* _WORK INSTRUCTIONS_:
1 > In the news article about Alabama's medical marijuana bill, transcribe the passage that begins with "This was the" and stops after "medical cannabis treatment.".
2 > Write the next part of the news article about Alabama's medical marijuana bill, picking up right after its last sentence.

* _READING PASSAGE_:
MONTGOMERY, Ala. — The Alabama House of Representatives on Thursday approved a medical marijuana bill that would allow registered patients with qualifying conditions to safely access and use medical cannabis.
The Senate is expected to give its final approval and send it to Governor Kay Ivey, who will decide whether to sign it into law and make Alabama the 37th state in the U.S. to legalize medical marijuana.
This was the first time the Alabama House has considered a medical cannabis bill. Republican opponents of the bill used a filibuster to delay a vote on Tuesday.
More than a dozen conditions, including cancer, a terminal illness, depression, epilepsy, panic disorder and chronic pain, would qualify a person for medical cannabis treatment.
Karen O’Keefe, director of state policies at the Marijuana Policy Project, released this statement:
“Passing the Compassion Act will allow seriously ill patients to finally get the relief they deserve. Alabama is one of only 14 states in the country that continues to criminalize the medical use of cannabis, and while this bill is more restrictive than is ideal, it is a dramatic improvement from the status quo and would improve the lives of thousands of Alabamians. We urge the Senate to swiftly concur with the modified bill, and Gov. Ivey to sign it into law.”
Qualifying for the Program
- To legally use and access medical cannabis, patients must apply for and receive a medical cannabis card. To qualify, they must have a qualifying condition and a physician’s certification. A fee of up to $65 will apply.
- The qualifying conditions are autism; cancer-related pain, nausea or weight loss; Crohn’s; epilepsy; HIV/AIDS-related nausea; persistent nausea that has not significantly responded to other treatments, with exceptions; PTSD; sickle cell anemia; panic disorder; Tourette’s; Parkinson’s disease; spasticity related to multiple sclerosis, a motor neuron disease or spinal cord injury; terminal illness or a condition causing intractable or chronic pain “in which conventional therapeutic intervention and opiate therapy is contraindicated or has proved ineffective.”

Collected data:
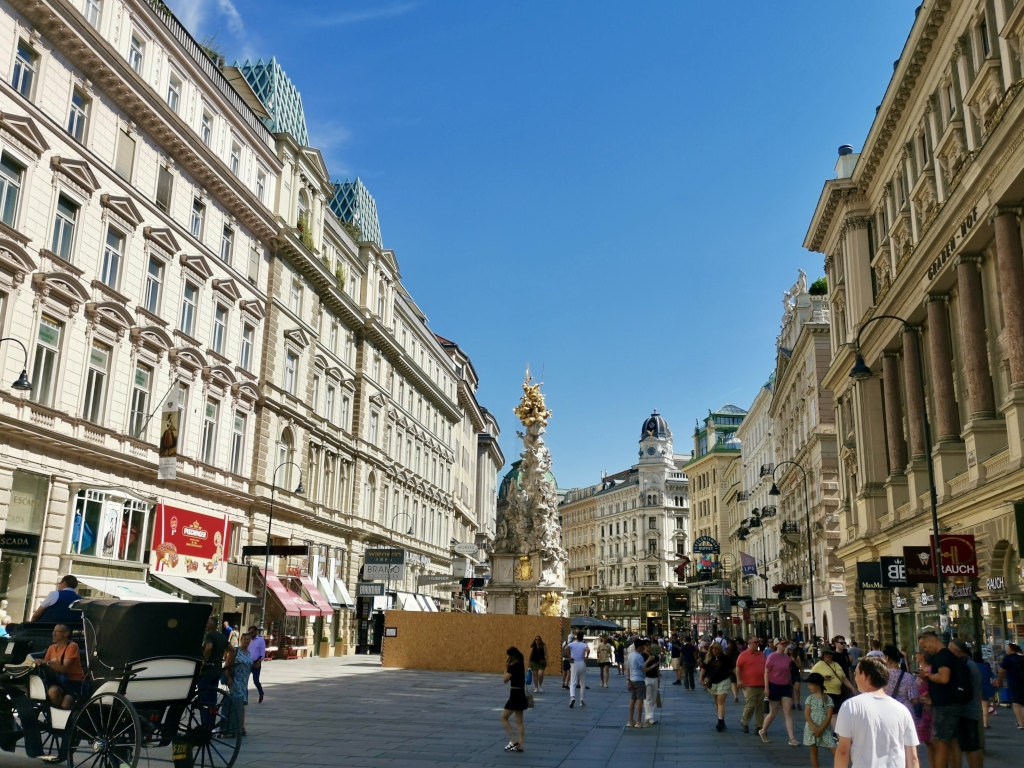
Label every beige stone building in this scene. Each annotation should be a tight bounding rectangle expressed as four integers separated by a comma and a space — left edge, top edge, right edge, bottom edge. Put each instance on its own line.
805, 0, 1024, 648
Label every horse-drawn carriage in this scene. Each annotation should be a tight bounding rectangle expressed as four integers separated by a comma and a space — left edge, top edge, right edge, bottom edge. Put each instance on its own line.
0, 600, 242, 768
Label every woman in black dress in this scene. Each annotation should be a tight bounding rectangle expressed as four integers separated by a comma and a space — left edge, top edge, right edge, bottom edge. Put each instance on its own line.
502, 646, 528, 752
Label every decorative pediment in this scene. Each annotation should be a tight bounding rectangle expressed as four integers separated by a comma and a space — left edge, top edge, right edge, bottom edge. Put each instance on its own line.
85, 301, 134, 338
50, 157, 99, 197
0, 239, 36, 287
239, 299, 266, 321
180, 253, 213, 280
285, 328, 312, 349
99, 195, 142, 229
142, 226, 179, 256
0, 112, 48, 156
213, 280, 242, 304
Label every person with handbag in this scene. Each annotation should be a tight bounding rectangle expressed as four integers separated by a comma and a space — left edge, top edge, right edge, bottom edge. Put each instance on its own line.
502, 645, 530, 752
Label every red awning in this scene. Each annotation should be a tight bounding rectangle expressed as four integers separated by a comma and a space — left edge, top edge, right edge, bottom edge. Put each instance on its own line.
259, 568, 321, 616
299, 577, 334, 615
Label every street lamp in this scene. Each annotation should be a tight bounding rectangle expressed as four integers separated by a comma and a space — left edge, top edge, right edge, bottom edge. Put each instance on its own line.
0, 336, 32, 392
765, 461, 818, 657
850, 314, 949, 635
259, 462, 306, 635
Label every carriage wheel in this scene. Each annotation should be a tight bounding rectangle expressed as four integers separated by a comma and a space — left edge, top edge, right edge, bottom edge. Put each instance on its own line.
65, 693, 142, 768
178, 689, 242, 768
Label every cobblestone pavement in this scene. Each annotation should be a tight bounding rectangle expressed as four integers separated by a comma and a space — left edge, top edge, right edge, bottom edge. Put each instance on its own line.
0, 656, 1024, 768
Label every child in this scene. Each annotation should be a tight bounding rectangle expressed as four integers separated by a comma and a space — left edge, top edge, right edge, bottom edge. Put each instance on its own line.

---

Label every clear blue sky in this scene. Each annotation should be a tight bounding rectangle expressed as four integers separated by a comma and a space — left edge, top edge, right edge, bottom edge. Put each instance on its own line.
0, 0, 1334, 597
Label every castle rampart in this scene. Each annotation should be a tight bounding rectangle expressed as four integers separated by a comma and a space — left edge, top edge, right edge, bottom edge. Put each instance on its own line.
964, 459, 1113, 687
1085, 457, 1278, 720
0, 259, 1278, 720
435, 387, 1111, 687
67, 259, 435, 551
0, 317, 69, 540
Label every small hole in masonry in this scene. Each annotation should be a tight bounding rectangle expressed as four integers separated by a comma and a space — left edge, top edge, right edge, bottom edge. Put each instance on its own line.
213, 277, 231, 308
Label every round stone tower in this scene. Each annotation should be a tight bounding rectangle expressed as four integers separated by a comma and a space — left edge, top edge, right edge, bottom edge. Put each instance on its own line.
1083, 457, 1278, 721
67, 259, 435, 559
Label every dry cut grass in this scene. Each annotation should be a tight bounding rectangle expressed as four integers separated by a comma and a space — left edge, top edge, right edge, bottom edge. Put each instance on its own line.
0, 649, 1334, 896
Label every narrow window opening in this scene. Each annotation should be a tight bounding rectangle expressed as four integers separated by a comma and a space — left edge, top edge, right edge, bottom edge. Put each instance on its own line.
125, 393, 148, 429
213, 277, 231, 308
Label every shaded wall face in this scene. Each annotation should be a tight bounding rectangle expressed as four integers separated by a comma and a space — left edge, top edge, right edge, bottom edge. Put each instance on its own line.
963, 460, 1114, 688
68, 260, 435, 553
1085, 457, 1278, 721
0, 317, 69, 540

...

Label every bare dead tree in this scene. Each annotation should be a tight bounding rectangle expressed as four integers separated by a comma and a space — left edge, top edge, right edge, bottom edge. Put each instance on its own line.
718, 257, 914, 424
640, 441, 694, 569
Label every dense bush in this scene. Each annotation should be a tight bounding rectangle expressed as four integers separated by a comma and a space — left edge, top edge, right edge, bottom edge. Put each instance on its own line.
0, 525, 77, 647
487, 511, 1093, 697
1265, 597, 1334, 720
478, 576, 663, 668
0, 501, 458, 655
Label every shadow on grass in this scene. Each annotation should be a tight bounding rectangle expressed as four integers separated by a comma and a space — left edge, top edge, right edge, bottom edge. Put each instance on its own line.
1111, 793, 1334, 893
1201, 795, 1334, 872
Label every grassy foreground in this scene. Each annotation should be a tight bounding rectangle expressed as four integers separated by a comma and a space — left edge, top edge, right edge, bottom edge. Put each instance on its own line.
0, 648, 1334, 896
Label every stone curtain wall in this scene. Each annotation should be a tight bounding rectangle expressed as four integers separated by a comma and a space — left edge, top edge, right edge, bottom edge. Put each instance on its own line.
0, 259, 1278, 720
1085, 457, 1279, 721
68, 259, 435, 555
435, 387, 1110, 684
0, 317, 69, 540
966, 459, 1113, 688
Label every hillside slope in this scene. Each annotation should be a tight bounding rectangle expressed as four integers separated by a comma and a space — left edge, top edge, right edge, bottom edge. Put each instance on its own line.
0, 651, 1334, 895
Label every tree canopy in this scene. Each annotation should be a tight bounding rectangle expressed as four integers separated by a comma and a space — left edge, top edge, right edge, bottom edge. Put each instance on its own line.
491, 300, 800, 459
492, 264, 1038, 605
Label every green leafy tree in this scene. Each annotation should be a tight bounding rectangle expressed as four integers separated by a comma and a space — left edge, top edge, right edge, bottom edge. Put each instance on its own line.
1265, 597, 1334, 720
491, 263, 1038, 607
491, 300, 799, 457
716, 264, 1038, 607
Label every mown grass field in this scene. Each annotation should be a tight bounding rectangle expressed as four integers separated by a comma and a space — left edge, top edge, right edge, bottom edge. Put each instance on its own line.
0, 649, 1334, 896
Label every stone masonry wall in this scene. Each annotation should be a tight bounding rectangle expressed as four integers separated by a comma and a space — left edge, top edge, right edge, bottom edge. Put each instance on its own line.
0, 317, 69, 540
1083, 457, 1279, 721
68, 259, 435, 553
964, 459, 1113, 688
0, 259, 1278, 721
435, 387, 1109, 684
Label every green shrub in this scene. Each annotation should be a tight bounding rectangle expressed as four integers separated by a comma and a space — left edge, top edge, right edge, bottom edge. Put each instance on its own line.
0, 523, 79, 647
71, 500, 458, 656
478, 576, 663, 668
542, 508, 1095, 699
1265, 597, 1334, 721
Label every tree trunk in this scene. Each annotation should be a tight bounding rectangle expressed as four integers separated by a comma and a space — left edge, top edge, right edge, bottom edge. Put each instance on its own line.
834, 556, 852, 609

* _ANSWERS BY TASK_:
1 >
This was the first time the Alabama House has considered a medical cannabis bill. Republican opponents of the bill used a filibuster to delay a vote on Tuesday.
More than a dozen conditions, including cancer, a terminal illness, depression, epilepsy, panic disorder and chronic pain, would qualify a person for medical cannabis treatment.

2 >
- The Senate-passed version includes anxiety, menopause, premenstrual syndrome and fibromyalgia. The House-passed version includes depression.
- Patients under 19 would need a parent or guardian to pick up their cannabis.
- Qualifying patients, caregivers and medical cannabis establishments and their staff are not subject to criminal or civil penalty for actions authorized by the bill.
- Patients could possess up to 70 daily doses of cannabis.
- Patients generally could not be denied organ transplants or other medical care on the basis of medical cannabis.
Physicians’ Role and Regulation
- To certify patients, physicians must be authorized to do so by the State Board of Medical Examiners. They must meet qualifications the board establishes. The House version also requires physicians to pay a fee of up to $300 to certify patients.
- Certifying physicians must complete a four-hour medical cannabis continuing medical education course and complete an exam. The courses can charge up to $500. A two-hour refresher is required every two years.
- The board will develop rules for certifications including requirements for the patient-physician relationship, detailed requirements for informed consent and how long a certification may be valid, which may not exceed one year.
- Certifying physicians must specify daily dosage and type. This would likely require participating doctors to run afoul of federal law. If this is not revised, it would likely dramatically depress participation.